#### [DIRECTIVES]
1: Answer these about the physics problem on average velocity:
(a) Which option does the solution name as correct?
(b) What does the problem statement say about the acceleration?
(c) What symbol does the solution's list of given values use for the initial velocity?
2: Pick up the worked solution to the physics problem on average velocity right after its last given value and continue writing it.
>> begin GIVEN PASSAGE
Question

A body is moving along a straight line with initial velocity v₀. Its acceleration a is constant. After t seconds, its velocity becomes v. The average velociy of the body over the given time interval is

• A. $\bar{v}=\frac{v^2+{v_0}^2}{2at}$
• B. $\bar{v}=\frac{v^2+{v_0}^2}{at}$
• C. $\bar{v}=\frac{v^2-{v_0}^2}{2at}$
• D. $\bar{v}=\frac{v^2-{v_0}^2}{at}$

Answer 1

The Correct Option is C

Given: 

• Initial velocity: $v_0$
• Final velocity after $t$ seconds: $v$
• Acceleration: $a$ (constant)
>> end GIVEN PASSAGE
>> begin RAW DATA
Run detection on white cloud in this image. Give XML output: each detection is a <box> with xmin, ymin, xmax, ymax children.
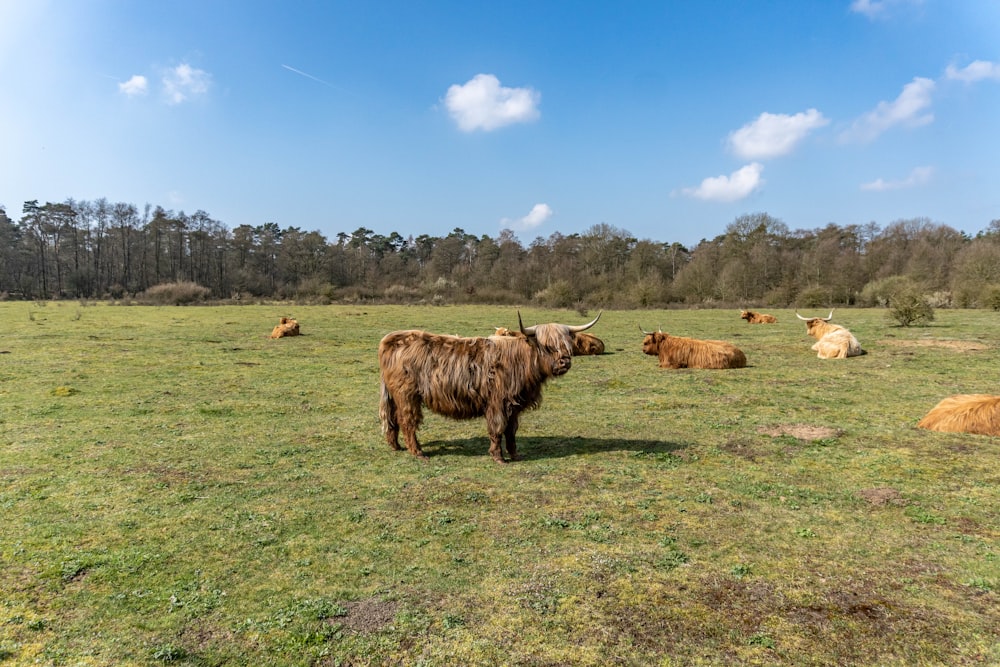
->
>> end RAW DATA
#### [TASK RESPONSES]
1:
(a) Option C
(b) It is constant.
(c) $v_0$

2:
Step 1: Using Kinematic Equation

We use the third equation of motion:

$$v^2 = v_0^2 + 2 a s$$

Solving for $s$ (displacement):

$$s = \frac{v^2 - v_0^2}{2a}$$

Step 2: Average Velocity Formula

Average velocity is given by:

$$\bar{v} = \frac{\text{total displacement}}{\text{total time}}$$

$$\bar{v} = \frac{s}{t} = \frac{v^2 - v_0^2}{2at}$$

Step 3: Conclusion

The correct answer is:

$$\bar{v} = \frac{v^2 - v_0^2}{2at}$$

Answer: The correct option is C.